'''

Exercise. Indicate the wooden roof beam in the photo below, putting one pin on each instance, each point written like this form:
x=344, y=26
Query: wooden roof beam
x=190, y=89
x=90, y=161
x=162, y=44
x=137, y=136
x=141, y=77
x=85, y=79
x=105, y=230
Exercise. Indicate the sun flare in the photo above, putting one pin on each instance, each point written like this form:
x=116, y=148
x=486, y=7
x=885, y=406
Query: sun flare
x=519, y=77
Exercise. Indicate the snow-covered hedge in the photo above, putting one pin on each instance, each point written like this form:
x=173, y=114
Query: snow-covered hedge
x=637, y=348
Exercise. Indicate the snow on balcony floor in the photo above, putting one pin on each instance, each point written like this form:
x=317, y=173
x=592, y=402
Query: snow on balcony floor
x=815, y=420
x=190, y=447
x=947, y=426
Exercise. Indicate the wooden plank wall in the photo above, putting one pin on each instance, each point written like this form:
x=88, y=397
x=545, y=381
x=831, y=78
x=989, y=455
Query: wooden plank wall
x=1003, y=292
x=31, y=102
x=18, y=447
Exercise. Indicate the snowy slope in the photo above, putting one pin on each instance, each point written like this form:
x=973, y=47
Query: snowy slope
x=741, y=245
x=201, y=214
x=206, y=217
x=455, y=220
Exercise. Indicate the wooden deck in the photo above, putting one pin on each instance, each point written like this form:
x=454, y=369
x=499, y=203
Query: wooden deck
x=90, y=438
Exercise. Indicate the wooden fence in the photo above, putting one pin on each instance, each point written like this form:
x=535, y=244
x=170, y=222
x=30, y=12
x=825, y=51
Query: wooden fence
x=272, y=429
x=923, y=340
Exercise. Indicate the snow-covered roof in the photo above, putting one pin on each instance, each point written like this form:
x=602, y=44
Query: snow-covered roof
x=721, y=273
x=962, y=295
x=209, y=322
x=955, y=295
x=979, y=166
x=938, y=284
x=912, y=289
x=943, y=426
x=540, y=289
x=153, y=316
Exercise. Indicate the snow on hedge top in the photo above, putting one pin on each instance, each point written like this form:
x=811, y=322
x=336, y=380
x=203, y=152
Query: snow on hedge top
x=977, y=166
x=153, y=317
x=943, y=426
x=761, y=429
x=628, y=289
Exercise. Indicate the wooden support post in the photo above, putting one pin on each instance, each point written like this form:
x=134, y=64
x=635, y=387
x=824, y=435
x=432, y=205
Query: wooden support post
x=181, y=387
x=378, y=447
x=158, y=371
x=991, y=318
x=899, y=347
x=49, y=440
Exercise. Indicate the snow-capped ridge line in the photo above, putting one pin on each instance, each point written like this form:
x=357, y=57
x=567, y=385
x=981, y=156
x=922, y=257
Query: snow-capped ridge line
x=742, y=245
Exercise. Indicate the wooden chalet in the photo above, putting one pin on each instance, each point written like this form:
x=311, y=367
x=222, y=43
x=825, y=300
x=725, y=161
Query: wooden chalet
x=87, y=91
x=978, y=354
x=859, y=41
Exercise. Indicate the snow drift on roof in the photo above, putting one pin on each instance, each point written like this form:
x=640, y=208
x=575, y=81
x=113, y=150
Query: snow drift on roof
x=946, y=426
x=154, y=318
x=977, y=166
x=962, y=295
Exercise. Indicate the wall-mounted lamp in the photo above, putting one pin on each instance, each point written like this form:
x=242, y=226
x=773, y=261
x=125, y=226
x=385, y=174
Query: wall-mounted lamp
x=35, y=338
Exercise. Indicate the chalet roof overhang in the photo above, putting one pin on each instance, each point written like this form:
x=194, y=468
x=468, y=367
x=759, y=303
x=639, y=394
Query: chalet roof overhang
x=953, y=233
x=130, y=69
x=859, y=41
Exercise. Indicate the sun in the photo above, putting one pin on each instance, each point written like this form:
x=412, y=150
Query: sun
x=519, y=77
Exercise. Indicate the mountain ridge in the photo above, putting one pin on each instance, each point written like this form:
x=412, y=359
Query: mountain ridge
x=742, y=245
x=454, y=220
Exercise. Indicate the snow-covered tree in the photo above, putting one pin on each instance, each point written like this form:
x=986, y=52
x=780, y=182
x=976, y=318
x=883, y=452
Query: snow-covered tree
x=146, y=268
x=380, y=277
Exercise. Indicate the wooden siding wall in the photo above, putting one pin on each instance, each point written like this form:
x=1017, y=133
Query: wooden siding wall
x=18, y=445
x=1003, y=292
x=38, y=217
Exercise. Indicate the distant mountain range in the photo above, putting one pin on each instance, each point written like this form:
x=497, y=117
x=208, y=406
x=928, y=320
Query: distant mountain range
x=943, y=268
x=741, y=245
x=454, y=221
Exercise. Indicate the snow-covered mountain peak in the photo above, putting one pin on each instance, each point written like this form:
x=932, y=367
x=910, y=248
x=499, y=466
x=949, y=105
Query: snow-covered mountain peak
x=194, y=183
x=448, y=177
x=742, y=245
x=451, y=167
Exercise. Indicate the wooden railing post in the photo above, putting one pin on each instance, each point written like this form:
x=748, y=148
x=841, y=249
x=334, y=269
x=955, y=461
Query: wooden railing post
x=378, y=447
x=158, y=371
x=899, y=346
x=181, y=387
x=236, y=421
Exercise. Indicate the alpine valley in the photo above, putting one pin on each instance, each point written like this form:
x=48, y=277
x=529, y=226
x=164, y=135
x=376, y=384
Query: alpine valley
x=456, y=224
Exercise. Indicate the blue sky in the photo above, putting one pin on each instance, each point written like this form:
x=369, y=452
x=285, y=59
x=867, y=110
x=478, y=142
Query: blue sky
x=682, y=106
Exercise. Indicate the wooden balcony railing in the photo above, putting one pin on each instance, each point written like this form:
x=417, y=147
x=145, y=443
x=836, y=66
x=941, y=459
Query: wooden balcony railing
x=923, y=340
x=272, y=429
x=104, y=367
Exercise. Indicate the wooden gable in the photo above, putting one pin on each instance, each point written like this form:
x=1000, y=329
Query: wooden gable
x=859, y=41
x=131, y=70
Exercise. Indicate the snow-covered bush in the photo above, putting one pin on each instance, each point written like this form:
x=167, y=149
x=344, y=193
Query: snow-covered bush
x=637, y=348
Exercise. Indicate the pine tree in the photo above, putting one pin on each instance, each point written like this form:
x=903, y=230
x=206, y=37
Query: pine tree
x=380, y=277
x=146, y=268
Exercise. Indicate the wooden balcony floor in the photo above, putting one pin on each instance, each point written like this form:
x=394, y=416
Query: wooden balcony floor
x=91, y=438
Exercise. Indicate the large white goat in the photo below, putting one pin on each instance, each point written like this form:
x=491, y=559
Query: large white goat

'''
'''

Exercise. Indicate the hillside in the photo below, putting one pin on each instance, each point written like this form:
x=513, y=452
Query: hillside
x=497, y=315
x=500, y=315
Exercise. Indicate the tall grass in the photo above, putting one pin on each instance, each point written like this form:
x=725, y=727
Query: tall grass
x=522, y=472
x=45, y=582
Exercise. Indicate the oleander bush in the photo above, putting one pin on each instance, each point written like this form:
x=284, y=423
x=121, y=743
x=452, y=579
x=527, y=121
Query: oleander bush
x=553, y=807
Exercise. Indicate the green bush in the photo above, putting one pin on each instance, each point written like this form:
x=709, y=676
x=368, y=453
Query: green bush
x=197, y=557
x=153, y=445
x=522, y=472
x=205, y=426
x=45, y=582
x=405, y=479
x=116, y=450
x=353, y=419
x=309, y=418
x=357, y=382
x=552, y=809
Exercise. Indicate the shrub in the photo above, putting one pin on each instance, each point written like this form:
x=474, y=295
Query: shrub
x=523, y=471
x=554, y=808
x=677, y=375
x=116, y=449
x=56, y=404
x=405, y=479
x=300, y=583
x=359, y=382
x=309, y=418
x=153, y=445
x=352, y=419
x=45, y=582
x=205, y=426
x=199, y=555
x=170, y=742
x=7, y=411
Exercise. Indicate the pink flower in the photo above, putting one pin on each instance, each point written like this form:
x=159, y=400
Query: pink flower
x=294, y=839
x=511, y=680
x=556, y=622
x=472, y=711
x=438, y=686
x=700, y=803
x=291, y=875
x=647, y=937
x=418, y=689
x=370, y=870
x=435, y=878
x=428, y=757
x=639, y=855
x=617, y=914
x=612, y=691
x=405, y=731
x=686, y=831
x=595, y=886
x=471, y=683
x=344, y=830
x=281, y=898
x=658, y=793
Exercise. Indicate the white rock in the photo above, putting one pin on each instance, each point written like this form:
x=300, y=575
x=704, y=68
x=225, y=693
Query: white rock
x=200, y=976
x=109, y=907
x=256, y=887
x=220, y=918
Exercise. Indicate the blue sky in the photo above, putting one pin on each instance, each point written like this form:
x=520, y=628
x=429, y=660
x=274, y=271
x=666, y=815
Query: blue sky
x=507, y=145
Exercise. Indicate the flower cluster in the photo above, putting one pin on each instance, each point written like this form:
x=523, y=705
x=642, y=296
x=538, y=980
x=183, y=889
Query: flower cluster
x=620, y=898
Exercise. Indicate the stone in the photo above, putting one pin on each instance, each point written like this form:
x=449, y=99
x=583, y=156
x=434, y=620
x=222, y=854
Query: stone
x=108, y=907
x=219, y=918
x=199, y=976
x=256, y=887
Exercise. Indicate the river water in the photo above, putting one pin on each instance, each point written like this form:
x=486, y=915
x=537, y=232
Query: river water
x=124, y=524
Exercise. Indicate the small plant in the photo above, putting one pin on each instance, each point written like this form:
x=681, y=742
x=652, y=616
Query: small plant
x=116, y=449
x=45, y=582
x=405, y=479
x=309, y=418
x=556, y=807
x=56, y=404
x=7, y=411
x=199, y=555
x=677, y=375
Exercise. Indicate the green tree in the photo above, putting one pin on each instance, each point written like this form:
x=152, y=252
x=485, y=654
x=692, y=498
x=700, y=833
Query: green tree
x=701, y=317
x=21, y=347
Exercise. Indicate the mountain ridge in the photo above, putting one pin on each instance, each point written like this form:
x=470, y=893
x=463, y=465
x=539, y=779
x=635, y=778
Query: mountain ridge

'''

TASK
State how many lines of the items above contain the string "lamp", and give only that number.

SOLUTION FOR THIS EXERCISE
2